**List of tasks:**
• a. Answer these questions about the passage on TSMC's concentration risk:
(i) Which three overseas locations are named for TSMC's expansion?
(ii) How much gross margin dilution from overseas fabs has TSMC management guided?
(iii) Which two rule sets does the writer say are different?
• b. Copy the passage on TSMC's concentration risk word for word, starting with "But after rereading" and going on through "an analytical error.".

But after rereading TSMC’s 20-F risk factor section in full, and reviewing several academic analyses of semiconductor supply chain resilience — including a paper on ScienceDirect examining Taiwan’s specific vulnerability to quarantine scenarios — I changed my stance. Not because I think conflict is more likely. But because I realised, business logic and geopolitical logic are two different rule sets. At certain critical thresholds, the latter can completely override the former. The Ukraine conflict provided a recent reminder that great-power decisions can override economic rationality when political stakes are framed differently.

My view on TSMC’s fundamental moat has not changed. My view on position sizing has. Those are two separate questions, and conflating them is an analytical error.

TSMC’s overseas expansion — Arizona, Japan, Germany — addresses the concentration risk over a 5–7 year horizon. But the Arizona facility’s first advanced node production isn’t expected to reach 2nm volume until approximately 2030. The gap between the depth of the moat and the concentration of the risk is real, and it runs through approximately 2030 before meaningful diversification takes effect. Overseas expansion also carries a marginal cost: TSMC management has guided approximately 1–2% gross margin dilution from overseas fabs. The long-run economics of non-Taiwan production are structurally less favourable — higher labour costs, higher energy costs, and less ecosystem density.

**Data extract:**
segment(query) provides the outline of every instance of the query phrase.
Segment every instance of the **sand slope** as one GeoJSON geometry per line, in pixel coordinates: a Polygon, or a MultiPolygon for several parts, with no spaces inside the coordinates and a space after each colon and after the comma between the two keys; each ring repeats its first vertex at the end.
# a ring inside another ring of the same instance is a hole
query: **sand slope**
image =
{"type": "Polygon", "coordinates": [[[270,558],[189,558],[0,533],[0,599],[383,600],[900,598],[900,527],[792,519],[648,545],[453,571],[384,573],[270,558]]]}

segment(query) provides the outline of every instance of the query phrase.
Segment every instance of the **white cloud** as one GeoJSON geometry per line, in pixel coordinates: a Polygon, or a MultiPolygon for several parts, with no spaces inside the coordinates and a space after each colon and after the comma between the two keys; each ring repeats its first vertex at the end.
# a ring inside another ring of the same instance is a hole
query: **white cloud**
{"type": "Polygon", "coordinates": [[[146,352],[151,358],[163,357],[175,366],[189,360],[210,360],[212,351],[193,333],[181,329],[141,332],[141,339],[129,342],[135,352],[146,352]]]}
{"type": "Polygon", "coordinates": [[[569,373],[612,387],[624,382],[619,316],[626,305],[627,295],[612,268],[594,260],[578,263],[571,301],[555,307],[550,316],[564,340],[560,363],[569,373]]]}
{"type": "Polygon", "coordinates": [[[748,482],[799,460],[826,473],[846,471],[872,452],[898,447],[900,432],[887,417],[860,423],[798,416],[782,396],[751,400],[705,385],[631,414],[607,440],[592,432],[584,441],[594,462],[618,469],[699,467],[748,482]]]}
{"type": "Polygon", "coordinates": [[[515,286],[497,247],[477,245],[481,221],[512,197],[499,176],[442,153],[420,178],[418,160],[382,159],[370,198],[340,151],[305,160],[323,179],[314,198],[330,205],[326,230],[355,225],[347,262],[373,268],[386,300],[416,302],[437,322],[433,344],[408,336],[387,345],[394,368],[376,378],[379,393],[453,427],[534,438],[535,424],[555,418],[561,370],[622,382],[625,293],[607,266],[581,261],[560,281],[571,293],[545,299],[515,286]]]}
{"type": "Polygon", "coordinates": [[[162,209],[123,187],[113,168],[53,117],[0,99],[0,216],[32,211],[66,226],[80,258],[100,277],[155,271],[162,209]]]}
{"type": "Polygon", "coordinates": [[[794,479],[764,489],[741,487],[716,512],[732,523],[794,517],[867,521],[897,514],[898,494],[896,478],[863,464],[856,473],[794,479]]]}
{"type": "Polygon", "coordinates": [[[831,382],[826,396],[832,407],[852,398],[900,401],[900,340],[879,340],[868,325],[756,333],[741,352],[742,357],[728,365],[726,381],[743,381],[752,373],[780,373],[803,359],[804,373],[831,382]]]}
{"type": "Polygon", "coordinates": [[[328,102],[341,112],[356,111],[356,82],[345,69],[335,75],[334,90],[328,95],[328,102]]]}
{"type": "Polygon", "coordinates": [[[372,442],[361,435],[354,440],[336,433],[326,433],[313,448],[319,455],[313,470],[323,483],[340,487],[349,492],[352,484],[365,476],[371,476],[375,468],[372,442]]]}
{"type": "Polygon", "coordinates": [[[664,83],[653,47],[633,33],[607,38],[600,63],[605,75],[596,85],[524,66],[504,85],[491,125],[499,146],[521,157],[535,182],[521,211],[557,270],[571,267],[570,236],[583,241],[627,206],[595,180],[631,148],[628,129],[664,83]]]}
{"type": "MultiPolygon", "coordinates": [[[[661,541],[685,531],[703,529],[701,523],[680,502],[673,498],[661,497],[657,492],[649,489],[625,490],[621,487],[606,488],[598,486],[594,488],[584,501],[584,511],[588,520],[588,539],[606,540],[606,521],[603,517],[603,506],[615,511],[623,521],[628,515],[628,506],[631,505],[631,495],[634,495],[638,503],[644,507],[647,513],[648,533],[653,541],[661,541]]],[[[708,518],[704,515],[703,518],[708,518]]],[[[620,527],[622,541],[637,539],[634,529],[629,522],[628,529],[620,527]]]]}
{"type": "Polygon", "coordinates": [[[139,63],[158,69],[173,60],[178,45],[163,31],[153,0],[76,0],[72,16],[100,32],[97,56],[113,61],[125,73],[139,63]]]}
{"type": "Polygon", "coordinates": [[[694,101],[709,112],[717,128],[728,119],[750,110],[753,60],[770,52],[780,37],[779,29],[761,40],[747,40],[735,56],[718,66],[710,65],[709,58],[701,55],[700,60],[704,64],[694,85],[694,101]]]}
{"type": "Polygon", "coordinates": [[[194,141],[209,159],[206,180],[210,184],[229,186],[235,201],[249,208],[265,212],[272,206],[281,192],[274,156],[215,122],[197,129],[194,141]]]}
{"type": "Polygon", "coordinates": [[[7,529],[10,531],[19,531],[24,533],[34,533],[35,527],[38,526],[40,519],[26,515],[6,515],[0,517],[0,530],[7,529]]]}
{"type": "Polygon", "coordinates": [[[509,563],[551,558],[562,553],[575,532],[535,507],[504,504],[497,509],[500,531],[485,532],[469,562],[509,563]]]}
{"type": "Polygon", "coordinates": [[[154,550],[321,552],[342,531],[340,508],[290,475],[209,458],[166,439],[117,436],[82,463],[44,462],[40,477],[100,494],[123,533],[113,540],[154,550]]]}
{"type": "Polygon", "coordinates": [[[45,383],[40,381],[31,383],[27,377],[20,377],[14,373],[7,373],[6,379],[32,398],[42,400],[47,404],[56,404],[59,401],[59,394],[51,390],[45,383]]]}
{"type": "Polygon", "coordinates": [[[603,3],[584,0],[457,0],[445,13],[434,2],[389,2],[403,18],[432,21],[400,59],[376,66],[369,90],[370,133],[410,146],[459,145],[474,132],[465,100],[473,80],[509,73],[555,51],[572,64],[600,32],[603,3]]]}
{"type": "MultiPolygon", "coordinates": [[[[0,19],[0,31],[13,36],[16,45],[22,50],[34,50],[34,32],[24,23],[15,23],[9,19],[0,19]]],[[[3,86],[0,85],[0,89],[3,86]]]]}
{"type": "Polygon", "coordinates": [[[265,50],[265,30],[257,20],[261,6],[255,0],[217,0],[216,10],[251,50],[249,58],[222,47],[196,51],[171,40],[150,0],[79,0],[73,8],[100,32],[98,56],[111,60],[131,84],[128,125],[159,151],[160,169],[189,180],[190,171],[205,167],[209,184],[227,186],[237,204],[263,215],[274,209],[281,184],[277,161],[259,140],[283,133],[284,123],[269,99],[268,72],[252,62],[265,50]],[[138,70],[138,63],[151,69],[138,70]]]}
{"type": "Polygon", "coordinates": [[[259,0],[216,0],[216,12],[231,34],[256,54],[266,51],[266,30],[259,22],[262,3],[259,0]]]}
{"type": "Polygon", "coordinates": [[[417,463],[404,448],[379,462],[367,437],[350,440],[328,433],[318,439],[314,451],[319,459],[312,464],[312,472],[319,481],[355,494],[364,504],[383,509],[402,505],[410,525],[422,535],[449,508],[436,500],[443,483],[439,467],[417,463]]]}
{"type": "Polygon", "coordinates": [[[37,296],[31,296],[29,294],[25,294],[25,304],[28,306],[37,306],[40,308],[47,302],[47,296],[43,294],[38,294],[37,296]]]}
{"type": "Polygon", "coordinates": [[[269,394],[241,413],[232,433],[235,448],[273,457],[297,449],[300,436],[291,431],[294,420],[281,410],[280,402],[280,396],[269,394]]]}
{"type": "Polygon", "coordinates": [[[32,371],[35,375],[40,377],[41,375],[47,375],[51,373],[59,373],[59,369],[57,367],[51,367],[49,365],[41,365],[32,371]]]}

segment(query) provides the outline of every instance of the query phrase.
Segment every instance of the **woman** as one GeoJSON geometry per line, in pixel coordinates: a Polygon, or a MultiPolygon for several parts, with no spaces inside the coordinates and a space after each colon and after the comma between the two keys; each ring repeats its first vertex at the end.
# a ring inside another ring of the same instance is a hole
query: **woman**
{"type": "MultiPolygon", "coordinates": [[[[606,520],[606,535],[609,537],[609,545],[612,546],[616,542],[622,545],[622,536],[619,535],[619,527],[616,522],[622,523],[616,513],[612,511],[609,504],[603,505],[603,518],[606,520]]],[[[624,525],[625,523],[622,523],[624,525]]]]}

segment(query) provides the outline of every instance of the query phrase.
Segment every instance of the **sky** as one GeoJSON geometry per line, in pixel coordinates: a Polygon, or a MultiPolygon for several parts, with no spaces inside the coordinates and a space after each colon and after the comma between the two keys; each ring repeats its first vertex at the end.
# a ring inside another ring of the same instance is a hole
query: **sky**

**Solutions to the tasks:**
• a.
(i) Arizona, Japan, and Germany.
(ii) Approximately 1–2%.
(iii) Business logic and geopolitical logic.

• b.
But after rereading TSMC’s 20-F risk factor section in full, and reviewing several academic analyses of semiconductor supply chain resilience — including a paper on ScienceDirect examining Taiwan’s specific vulnerability to quarantine scenarios — I changed my stance. Not because I think conflict is more likely. But because I realised, business logic and geopolitical logic are two different rule sets. At certain critical thresholds, the latter can completely override the former. The Ukraine conflict provided a recent reminder that great-power decisions can override economic rationality when political stakes are framed differently.

My view on TSMC’s fundamental moat has not changed. My view on position sizing has. Those are two separate questions, and conflating them is an analytical error.